### To do
What you output should match the data below exactly.

### Data extracts
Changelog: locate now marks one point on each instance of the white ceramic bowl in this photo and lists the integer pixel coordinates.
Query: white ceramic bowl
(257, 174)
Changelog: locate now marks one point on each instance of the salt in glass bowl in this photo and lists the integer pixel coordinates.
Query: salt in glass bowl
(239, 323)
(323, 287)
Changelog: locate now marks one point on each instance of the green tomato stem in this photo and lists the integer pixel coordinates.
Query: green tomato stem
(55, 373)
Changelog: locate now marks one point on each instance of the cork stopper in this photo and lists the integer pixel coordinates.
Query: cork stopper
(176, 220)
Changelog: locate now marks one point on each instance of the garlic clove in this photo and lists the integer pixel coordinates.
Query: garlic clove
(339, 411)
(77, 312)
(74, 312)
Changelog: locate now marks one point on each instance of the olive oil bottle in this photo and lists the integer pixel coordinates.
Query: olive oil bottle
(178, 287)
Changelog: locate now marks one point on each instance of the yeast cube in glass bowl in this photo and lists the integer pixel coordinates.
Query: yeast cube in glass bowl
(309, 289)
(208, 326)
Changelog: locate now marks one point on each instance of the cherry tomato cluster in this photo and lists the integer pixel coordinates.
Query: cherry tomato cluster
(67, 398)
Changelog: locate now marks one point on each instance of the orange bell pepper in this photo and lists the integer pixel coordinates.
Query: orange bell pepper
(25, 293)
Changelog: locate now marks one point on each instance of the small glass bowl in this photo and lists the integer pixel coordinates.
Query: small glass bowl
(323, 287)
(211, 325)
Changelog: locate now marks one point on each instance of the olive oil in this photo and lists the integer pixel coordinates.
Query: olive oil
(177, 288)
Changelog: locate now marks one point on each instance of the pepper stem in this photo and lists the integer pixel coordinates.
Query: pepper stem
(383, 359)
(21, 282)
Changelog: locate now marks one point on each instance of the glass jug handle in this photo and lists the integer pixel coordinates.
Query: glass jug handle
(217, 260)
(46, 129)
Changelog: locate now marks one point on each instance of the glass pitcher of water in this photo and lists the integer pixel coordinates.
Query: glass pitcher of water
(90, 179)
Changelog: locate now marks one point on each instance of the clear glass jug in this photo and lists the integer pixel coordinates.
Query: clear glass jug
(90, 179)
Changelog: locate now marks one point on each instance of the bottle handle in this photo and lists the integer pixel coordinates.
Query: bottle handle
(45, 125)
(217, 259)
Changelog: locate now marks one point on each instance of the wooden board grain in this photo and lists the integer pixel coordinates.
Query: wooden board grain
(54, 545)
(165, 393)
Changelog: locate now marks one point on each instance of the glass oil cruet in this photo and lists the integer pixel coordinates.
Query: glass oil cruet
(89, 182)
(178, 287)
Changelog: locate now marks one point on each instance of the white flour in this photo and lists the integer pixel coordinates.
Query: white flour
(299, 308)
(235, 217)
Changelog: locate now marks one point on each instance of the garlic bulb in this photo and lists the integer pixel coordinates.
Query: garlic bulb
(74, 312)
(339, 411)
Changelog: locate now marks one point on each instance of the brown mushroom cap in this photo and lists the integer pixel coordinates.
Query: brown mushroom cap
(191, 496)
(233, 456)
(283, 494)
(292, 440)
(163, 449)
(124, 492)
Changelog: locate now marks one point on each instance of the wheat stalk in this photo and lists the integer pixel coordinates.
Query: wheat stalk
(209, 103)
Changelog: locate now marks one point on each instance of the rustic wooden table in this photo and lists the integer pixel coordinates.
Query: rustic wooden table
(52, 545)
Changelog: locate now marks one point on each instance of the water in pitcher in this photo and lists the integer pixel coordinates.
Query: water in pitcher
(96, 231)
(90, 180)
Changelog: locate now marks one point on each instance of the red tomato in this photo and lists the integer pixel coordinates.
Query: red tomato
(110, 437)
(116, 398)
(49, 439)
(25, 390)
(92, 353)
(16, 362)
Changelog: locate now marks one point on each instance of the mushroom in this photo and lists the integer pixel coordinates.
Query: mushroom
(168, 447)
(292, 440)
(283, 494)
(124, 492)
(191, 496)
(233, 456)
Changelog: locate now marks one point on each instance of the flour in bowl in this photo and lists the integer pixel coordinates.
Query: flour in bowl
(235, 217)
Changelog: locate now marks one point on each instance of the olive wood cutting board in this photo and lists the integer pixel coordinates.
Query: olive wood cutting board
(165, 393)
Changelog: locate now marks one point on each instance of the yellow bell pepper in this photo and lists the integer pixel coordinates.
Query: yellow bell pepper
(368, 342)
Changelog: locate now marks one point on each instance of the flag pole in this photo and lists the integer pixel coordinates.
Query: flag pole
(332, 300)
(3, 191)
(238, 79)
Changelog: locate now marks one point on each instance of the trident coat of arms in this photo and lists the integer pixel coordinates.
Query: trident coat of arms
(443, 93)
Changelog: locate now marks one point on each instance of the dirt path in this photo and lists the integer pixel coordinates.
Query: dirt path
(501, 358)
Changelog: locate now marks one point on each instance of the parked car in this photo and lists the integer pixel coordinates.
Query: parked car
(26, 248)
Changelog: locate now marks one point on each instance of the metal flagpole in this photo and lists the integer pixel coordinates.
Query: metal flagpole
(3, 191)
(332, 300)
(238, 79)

### Completed exercise
Changelog: locate now marks one point on each instance of the white ceramic bowl in this photo and lists the integer pixel coordinates.
Query: white ceramic bowl
(257, 174)
Changelog: locate now marks one point on each instance of the salt in glass bowl in this photo and lists the integer pixel coordinates.
Query: salt in glass bowl
(239, 323)
(323, 287)
Changelog: locate now marks one point on each instance of the green tomato stem in this photo and lists the integer pixel coordinates.
Query: green tomato stem
(55, 373)
Changelog: locate now marks one point on each instance of the cork stopper in this photo and lists the integer pixel coordinates.
Query: cork stopper
(176, 220)
Changelog: locate now marks one point on each instance of the garlic clove in this photo and lists the integer pixel coordinates.
Query: garlic clove
(339, 411)
(77, 312)
(74, 312)
Changelog: locate now marks one point on each instance of the olive oil bottle in this photo and lists the integer pixel coordinates.
Query: olive oil bottle
(178, 287)
Changelog: locate now marks one point on each instance of the yeast cube in glass bowl in this photo and lists the integer pixel coordinates.
Query: yeast cube in glass bowl
(309, 289)
(208, 326)
Changelog: locate now marks one point on each instance of the cherry tomato cluster in this photo and lists the integer pixel coordinates.
Query: cherry tomato cluster
(67, 398)
Changelog: locate now marks one point on each instance of the orange bell pepper in this photo and lists the integer pixel coordinates.
Query: orange bell pepper
(25, 293)
Changelog: locate now marks one point on each instance of the small glass bowl in this photo and lists the integer pixel coordinates.
Query: small glass bowl
(323, 287)
(211, 325)
Changelog: locate now marks one point on each instance of the olive oil in this photo and lists the integer pixel coordinates.
Query: olive oil
(177, 288)
Changelog: locate now marks one point on each instance of the pepper stem in this photo and lists the integer pixel coordinates.
Query: pepper stem
(383, 359)
(21, 282)
Changelog: locate now marks one point on each instance of the glass jug handle in this photo and lists the integer pixel coordinates.
Query: glass jug handle
(217, 260)
(46, 129)
Changelog: locate now marks one point on each instance of the glass pitcher of water in this photo and lists the integer pixel coordinates.
Query: glass pitcher of water
(90, 179)
Changelog: locate now marks one point on each instance of the clear glass jug in this photo and lists the integer pixel coordinates.
Query: clear glass jug
(90, 179)
Changelog: locate now marks one point on each instance of the bottle handle in this photo and lists the integer pixel coordinates.
Query: bottle handle
(45, 125)
(217, 259)
Changelog: locate now marks one point on each instance of the wooden board grain in this photo and lists the integer pixel coordinates.
Query: wooden board grain
(54, 545)
(165, 393)
Changelog: locate now marks one point on each instance of the glass oil cruet in this photo and lists the integer pixel coordinates.
Query: glass oil cruet
(89, 182)
(178, 287)
Changelog: locate now marks one point on each instance of the white flour in this photo and lists the integer pixel coordinates.
Query: white flour
(299, 308)
(235, 217)
Changelog: locate now marks one point on each instance of the garlic bulb in this photo and lists the integer pixel coordinates.
Query: garlic bulb
(74, 312)
(339, 411)
Changelog: locate now marks one point on each instance of the brown mushroom cap in this photo and lists the integer pixel coordinates.
Query: brown mushroom cap
(191, 496)
(233, 456)
(283, 494)
(292, 440)
(163, 449)
(124, 492)
Changelog: locate now marks one point on each instance of the wheat stalk in this photo and lists the integer pixel coordinates.
Query: wheat stalk
(209, 103)
Changelog: locate now marks one point on each instance of the rustic wooden table in this photo and lists the integer pixel coordinates.
Query: rustic wooden table
(52, 545)
Changelog: locate now marks one point on each instance of the water in pitcher in this photo and lists the integer pixel coordinates.
Query: water in pitcher
(96, 231)
(90, 180)
Changelog: locate now marks one point on each instance of the red tomato in this photo and lists the integer pixel coordinates.
Query: red tomato
(110, 437)
(116, 398)
(49, 439)
(25, 390)
(92, 353)
(16, 362)
Changelog: locate now marks one point on each instance of the mushroom in this photo and lists the integer pixel coordinates.
Query: mushroom
(168, 447)
(292, 440)
(283, 494)
(124, 492)
(191, 496)
(233, 456)
Changelog: locate now marks one point on each instance of the flour in bowl in this photo and lists the integer pixel coordinates.
Query: flour in bowl
(235, 217)
Changelog: locate now marks one point on each instance of the olive wood cutting board in this photo and lists the integer pixel coordinates.
Query: olive wood cutting board
(165, 393)
Changelog: locate now marks one point on each instance of the yellow bell pepper in this photo and lists the integer pixel coordinates.
Query: yellow bell pepper
(368, 342)
Changelog: locate now marks one point on each instance of the flag pole in this photo and lists the integer pixel coordinates.
Query: flag pole
(332, 300)
(3, 191)
(238, 79)
Changelog: locate now marks one point on each instance of the trident coat of arms in this photo and lists the integer pixel coordinates.
Query: trident coat of arms
(443, 93)
Changelog: locate now marks one point on each instance of the dirt path in this photo and lists the integer pixel coordinates.
Query: dirt path
(501, 358)
Changelog: locate now marks one point on each instance of the parked car in this photo and lists the integer pixel coordinates.
Query: parked car
(26, 248)
Changelog: locate now marks one point on each instance of the metal flagpole in this photo and lists the integer pixel coordinates.
Query: metal flagpole
(3, 191)
(332, 300)
(238, 79)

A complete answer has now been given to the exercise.